**Work request**
From the entries below, return exactly the lines beginning at the one that contains "Target: sofa cushion" and ending at the one that contains "Each instance of the ceiling fan light", both of them included, and only those lines.

**Supplied entries**
____________

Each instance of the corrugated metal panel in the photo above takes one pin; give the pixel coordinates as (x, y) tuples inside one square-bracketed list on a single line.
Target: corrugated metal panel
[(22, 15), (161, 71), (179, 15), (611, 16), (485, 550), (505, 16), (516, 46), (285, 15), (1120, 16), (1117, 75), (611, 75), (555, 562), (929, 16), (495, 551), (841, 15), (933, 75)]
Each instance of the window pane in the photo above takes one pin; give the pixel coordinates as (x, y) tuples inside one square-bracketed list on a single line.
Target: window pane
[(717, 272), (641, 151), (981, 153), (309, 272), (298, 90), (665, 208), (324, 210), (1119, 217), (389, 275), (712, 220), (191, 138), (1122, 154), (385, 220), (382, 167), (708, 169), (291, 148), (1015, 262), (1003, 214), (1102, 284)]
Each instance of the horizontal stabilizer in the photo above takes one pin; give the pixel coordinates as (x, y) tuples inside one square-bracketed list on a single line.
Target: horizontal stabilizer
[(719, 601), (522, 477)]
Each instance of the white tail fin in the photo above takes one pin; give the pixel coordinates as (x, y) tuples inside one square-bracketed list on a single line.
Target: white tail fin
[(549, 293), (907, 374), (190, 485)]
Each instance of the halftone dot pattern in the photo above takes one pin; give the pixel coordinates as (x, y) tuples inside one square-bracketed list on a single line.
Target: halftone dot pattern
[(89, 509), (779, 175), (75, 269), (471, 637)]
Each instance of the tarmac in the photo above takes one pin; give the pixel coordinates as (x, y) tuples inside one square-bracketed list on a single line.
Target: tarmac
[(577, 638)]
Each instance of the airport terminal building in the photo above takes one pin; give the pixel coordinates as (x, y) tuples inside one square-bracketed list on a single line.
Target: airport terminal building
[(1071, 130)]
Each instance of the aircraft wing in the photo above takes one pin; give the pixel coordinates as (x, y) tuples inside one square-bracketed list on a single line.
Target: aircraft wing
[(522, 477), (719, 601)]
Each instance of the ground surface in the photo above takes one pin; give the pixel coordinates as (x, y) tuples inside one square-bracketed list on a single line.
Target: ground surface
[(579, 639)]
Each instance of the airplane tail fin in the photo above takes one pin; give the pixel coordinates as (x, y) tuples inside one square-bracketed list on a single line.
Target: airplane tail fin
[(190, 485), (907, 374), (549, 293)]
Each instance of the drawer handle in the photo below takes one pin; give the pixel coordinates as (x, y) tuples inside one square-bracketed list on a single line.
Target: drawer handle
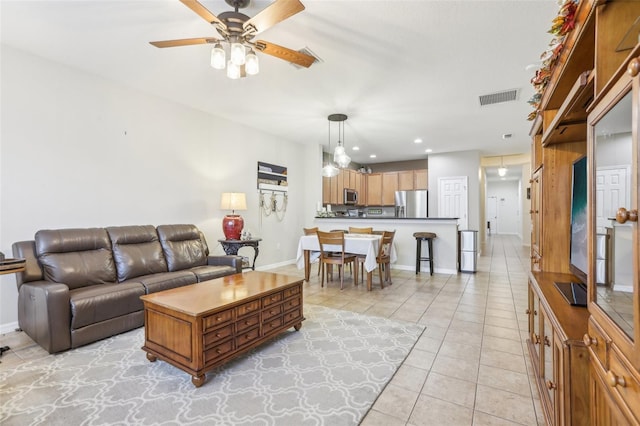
[(589, 341), (615, 380)]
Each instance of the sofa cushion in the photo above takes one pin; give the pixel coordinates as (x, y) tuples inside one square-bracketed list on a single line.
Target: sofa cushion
[(182, 246), (209, 272), (90, 305), (166, 280), (76, 257), (136, 251)]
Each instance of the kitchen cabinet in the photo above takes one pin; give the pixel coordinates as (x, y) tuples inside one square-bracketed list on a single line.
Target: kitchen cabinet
[(374, 189), (389, 188), (409, 180)]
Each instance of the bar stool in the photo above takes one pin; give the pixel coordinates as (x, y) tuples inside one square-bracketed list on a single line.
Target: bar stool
[(420, 237)]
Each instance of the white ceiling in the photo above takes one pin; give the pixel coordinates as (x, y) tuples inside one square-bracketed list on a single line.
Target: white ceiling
[(399, 69)]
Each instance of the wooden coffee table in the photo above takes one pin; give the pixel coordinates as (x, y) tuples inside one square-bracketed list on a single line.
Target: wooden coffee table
[(199, 327)]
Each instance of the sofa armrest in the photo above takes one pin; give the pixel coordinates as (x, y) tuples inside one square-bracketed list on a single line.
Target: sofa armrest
[(44, 313), (235, 261)]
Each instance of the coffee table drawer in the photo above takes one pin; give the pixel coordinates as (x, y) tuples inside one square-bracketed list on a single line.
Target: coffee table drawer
[(217, 319), (218, 351), (247, 337), (248, 308), (271, 312), (270, 300), (248, 322), (218, 335)]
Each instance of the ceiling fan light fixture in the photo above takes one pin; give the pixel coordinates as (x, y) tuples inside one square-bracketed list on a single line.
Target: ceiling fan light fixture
[(218, 57), (233, 70), (238, 54), (252, 65)]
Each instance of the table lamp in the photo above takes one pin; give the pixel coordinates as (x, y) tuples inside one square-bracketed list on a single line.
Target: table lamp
[(232, 224)]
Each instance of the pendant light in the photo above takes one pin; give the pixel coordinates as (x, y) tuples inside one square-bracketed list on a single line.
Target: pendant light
[(330, 169), (502, 170), (340, 157)]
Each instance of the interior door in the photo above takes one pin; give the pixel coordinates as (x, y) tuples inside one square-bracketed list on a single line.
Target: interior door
[(453, 199)]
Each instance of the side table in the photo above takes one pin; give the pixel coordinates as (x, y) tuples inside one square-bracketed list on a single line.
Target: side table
[(232, 247)]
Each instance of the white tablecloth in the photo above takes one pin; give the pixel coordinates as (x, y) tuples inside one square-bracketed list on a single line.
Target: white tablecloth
[(356, 243)]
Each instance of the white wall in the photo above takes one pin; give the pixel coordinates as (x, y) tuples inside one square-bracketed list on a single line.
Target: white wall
[(509, 211), (463, 163), (79, 151)]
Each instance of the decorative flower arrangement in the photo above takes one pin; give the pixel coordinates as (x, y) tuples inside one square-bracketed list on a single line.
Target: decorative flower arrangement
[(561, 26)]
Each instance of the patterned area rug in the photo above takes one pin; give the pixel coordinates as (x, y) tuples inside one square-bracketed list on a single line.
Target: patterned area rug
[(328, 373)]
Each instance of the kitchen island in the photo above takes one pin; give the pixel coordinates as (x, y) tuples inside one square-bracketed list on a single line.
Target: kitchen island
[(445, 246)]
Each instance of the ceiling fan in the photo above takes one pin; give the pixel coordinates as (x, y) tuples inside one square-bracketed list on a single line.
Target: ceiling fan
[(238, 30)]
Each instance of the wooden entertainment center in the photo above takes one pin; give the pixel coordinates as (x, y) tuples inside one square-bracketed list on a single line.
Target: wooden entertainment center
[(199, 327), (587, 360)]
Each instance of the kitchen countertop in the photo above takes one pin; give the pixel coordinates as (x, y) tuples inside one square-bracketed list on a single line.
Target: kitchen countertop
[(386, 218)]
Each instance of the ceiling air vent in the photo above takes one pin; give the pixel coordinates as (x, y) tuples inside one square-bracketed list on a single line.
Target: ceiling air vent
[(307, 51), (498, 97)]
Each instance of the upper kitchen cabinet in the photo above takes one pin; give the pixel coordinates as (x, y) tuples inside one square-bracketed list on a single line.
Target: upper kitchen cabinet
[(409, 180)]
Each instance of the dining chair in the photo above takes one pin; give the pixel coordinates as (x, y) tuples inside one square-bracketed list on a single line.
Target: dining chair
[(332, 253), (383, 258), (314, 254), (353, 230)]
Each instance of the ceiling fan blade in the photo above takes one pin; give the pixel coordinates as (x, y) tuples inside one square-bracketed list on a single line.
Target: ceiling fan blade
[(184, 42), (276, 12), (203, 12), (292, 56)]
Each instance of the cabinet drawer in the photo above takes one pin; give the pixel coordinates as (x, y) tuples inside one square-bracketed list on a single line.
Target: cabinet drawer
[(247, 308), (624, 382), (292, 315), (218, 351), (598, 343), (247, 337), (248, 322), (217, 335), (291, 303), (217, 319), (292, 291), (272, 325), (271, 312), (270, 300)]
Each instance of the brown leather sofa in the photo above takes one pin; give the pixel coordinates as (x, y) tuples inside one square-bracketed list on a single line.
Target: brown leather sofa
[(83, 285)]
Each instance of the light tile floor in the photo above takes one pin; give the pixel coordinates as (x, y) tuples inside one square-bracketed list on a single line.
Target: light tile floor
[(471, 365)]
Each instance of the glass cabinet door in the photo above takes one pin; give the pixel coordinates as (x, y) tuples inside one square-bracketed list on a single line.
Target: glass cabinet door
[(613, 159)]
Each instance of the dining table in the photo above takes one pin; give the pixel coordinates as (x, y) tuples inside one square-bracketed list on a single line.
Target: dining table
[(360, 244)]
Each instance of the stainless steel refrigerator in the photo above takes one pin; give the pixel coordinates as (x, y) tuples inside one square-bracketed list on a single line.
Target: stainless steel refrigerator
[(412, 203)]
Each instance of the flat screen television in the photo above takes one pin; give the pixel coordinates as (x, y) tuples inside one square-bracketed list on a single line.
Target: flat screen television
[(578, 247), (576, 292)]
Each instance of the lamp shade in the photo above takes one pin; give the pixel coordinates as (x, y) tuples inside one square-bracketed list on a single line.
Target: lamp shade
[(233, 201), (232, 224)]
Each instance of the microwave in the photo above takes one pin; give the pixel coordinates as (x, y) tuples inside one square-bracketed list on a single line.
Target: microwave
[(350, 196)]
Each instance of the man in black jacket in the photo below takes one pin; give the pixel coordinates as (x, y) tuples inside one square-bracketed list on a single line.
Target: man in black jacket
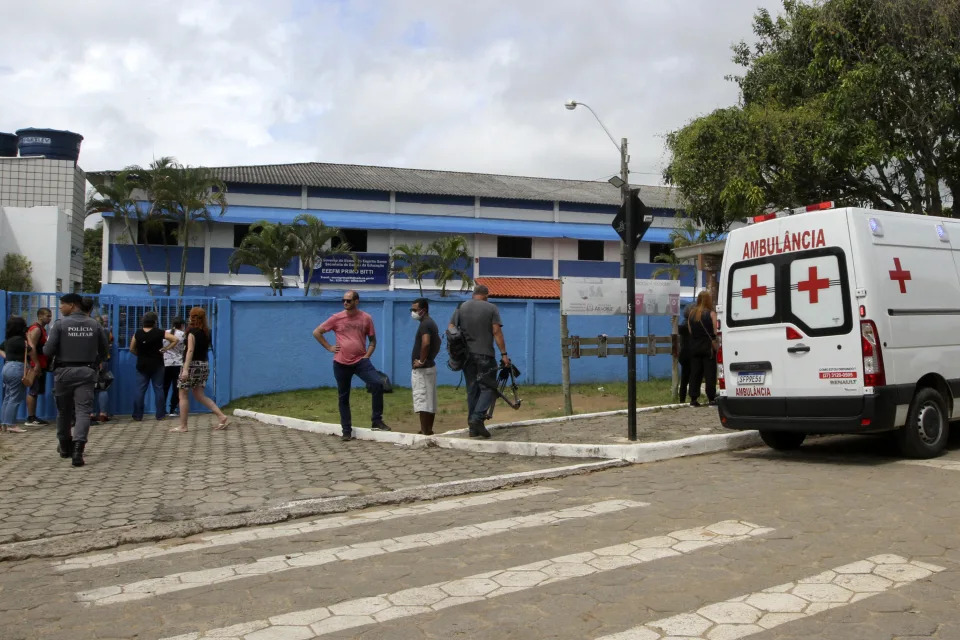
[(78, 344)]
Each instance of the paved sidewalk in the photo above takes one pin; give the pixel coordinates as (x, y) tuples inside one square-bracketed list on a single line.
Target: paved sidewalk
[(657, 425), (139, 473)]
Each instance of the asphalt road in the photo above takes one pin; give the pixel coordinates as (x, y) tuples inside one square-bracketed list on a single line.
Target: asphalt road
[(841, 540)]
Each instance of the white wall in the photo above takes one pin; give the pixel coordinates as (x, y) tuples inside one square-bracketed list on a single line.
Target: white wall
[(43, 236)]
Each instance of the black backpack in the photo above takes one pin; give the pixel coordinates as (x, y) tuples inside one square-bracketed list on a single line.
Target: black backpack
[(457, 348)]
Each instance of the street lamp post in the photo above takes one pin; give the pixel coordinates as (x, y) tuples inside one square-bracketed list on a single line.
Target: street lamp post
[(629, 272)]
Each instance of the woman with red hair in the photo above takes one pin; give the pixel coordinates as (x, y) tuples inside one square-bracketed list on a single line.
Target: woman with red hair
[(196, 370)]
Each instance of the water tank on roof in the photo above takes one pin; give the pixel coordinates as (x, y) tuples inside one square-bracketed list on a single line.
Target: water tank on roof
[(8, 145), (49, 143)]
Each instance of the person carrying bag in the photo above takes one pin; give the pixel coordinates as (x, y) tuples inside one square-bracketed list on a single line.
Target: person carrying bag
[(703, 348)]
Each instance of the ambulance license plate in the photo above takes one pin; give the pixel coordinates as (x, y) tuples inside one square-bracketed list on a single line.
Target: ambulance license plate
[(751, 377)]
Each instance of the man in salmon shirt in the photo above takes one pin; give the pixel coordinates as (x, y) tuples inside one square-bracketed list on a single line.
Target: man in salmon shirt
[(352, 328)]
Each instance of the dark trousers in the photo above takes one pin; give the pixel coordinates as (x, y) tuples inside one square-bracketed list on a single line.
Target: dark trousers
[(703, 369), (170, 376), (74, 387), (367, 372), (684, 378), (149, 379), (479, 396)]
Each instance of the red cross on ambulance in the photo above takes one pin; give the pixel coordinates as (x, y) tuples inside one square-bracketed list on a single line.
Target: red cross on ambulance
[(900, 275)]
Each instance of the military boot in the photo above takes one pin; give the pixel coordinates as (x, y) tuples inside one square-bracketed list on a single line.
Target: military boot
[(78, 453)]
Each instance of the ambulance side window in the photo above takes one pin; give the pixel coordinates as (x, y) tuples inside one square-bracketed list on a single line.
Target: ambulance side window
[(819, 292), (752, 296)]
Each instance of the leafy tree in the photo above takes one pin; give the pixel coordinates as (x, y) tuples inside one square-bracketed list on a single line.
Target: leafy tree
[(16, 274), (845, 100), (184, 195), (118, 197), (313, 242), (92, 261), (412, 261), (450, 260), (269, 248)]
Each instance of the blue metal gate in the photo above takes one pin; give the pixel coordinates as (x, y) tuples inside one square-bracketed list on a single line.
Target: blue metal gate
[(122, 316)]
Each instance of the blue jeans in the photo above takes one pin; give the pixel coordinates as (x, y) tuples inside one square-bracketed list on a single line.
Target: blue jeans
[(479, 397), (344, 374), (14, 393), (153, 379)]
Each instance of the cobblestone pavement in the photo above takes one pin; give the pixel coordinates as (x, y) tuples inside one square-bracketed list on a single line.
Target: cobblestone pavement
[(652, 426), (839, 540), (139, 472)]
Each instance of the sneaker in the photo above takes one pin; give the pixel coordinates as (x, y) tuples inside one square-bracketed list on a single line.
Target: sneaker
[(477, 430)]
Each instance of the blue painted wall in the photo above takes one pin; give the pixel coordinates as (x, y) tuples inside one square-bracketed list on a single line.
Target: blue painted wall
[(265, 345), (271, 347)]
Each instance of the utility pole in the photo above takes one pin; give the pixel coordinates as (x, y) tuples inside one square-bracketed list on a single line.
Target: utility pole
[(630, 273)]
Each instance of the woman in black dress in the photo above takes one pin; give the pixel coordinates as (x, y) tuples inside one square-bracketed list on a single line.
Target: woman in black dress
[(703, 333)]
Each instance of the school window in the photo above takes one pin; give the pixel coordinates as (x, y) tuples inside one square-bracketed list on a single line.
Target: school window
[(156, 232), (511, 247), (356, 238), (590, 250), (658, 250), (240, 232)]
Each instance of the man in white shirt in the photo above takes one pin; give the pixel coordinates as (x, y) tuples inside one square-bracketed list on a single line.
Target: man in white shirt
[(172, 364)]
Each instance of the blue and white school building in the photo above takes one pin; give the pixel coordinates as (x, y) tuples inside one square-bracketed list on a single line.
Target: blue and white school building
[(524, 233)]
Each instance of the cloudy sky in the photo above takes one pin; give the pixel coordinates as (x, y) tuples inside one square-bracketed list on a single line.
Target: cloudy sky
[(464, 85)]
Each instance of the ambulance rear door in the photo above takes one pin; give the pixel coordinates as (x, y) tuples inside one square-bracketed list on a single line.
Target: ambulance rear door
[(790, 306)]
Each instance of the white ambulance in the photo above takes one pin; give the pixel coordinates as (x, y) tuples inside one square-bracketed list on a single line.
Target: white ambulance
[(841, 321)]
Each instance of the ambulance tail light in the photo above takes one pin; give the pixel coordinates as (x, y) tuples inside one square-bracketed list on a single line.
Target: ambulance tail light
[(873, 375), (721, 381)]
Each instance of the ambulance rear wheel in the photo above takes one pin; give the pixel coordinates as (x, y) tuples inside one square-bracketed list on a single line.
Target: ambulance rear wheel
[(926, 432), (782, 440)]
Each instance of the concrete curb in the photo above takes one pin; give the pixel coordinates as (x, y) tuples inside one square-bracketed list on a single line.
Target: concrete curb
[(642, 452), (86, 541)]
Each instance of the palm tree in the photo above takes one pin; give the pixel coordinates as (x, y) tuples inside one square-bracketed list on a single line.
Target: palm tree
[(313, 242), (269, 248), (412, 261), (117, 196), (185, 195), (450, 261)]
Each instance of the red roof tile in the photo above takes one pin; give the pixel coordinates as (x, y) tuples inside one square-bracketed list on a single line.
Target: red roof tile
[(543, 288)]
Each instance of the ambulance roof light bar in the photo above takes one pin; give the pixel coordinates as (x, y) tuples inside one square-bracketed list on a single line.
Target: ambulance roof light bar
[(820, 206)]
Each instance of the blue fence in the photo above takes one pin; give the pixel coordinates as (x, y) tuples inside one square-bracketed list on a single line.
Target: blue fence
[(264, 344), (122, 316)]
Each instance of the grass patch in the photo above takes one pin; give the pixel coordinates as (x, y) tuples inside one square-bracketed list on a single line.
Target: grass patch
[(539, 401)]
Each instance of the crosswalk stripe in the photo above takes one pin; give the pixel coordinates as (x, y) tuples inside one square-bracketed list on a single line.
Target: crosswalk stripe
[(483, 586), (287, 562), (296, 529), (746, 615), (949, 465)]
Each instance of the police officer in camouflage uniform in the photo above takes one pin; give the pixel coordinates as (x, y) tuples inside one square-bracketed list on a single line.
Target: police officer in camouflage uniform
[(79, 344)]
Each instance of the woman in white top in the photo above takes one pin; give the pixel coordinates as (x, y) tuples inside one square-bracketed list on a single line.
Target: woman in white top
[(172, 362)]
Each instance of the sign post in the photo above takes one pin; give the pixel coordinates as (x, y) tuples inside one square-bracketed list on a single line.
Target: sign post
[(608, 297)]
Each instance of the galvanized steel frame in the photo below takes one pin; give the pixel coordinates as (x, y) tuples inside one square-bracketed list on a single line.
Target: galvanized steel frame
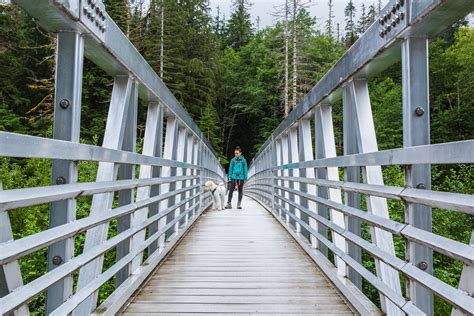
[(372, 53), (169, 191)]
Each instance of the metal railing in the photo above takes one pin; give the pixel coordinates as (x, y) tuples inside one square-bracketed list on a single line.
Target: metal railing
[(296, 173), (154, 209)]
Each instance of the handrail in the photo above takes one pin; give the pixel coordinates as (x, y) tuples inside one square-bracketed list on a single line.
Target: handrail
[(155, 208), (295, 174)]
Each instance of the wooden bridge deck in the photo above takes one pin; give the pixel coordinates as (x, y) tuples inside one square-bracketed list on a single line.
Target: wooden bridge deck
[(238, 262)]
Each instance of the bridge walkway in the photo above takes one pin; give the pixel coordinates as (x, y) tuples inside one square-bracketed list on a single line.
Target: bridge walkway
[(238, 262)]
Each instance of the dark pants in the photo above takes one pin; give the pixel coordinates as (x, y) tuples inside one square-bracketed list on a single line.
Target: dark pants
[(240, 187)]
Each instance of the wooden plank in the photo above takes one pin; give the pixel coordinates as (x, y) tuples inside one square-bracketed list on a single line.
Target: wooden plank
[(238, 262), (238, 308)]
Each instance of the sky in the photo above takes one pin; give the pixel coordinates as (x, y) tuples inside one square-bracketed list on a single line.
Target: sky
[(266, 8)]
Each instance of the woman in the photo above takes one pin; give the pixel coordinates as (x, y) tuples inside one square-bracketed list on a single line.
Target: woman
[(237, 176)]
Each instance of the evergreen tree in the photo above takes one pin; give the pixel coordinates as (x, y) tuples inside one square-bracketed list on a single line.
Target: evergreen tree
[(329, 21), (239, 27)]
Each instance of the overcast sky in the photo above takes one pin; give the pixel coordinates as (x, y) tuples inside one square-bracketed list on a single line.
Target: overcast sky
[(266, 8)]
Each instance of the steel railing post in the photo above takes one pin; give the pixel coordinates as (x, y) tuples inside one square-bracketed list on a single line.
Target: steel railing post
[(351, 174), (67, 121), (107, 171), (416, 131), (127, 171)]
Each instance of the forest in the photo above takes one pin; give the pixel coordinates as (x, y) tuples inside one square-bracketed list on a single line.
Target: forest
[(237, 81)]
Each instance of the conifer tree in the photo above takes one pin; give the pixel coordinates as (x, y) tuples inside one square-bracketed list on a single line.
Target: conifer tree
[(329, 21), (351, 33)]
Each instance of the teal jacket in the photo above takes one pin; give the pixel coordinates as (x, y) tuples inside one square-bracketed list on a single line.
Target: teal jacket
[(238, 168)]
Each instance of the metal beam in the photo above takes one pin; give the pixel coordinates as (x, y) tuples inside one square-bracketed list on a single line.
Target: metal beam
[(416, 131), (67, 125), (113, 138), (351, 174), (327, 147), (127, 171), (358, 90)]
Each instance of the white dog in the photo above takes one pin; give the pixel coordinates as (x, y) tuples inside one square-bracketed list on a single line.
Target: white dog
[(218, 194)]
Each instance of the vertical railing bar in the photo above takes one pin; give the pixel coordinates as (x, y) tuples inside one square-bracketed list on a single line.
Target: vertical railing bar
[(168, 153), (367, 142), (293, 157), (107, 171), (416, 131), (329, 150), (156, 171), (150, 141), (10, 273), (306, 154), (127, 171), (180, 156), (321, 173), (351, 174), (67, 121)]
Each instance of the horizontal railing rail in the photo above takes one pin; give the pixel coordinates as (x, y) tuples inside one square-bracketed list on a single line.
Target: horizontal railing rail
[(325, 199), (141, 203)]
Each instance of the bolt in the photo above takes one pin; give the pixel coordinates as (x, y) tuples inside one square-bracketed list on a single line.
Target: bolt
[(60, 180), (64, 103), (422, 265), (419, 111), (421, 186), (57, 260)]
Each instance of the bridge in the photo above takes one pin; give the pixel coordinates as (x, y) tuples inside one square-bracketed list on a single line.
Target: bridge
[(295, 248)]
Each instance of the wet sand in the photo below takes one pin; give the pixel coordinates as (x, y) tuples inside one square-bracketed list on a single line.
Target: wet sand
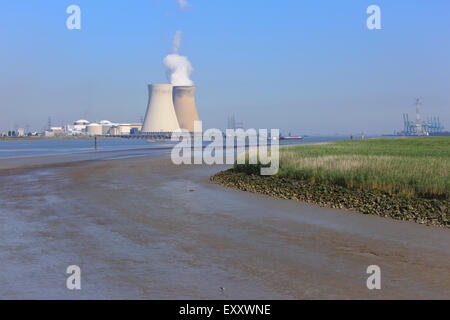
[(142, 228)]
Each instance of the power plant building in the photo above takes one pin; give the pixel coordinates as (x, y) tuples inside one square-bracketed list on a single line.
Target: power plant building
[(185, 109)]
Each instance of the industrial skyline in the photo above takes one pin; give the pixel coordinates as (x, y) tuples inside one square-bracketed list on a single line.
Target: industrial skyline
[(274, 67)]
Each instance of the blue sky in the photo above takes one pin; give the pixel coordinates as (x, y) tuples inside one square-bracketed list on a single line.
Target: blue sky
[(308, 67)]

____________

**Output for this exercise**
Target: sofa cushion
[(182, 246), (209, 272), (90, 305), (166, 280), (76, 257), (136, 251)]
Each instance of the kitchen cabinet in the photo above takes one pin; give the pixel coordinates as (x, y) tuples inside one square-bracketed list on a single line.
Target: kitchen cabinet
[(374, 189), (389, 188), (409, 180)]
Each instance of the bar stool in the photo above takes one pin; give the pixel coordinates as (x, y) tuples inside one square-bracketed list on a single line.
Target: bar stool
[(420, 237)]
Each instance of the white ceiling in the photo above takes one pin; give the pixel coordinates as (x, y) tuples inside one square-bracketed list on a single line.
Target: white ceiling
[(399, 69)]
Each instance of the wooden coffee table in the photo above takes one pin; give the pixel coordinates as (x, y) tuples inside one square-bracketed list on a single line.
Target: wooden coffee table
[(199, 327)]
Each instance of the sofa armrest in the photo above takes one pin; give the pixel coordinates as (x, y) tuples inside one square-bracketed list on a single line.
Target: sofa armrest
[(44, 313), (235, 261)]
Each instance of the coffee table drawer in the photo above takes one pin; give the pixel coordinates as (x, y) tuples inside one square-bracketed list on a single line.
Target: coffee table drawer
[(217, 319), (218, 351), (247, 337), (248, 308), (271, 312), (270, 300), (248, 322), (218, 335)]
Each instance of the ceiling fan light fixture in the photo above takes one pin; give the pixel coordinates as (x, y) tuples inside one square-bracketed list on a single line.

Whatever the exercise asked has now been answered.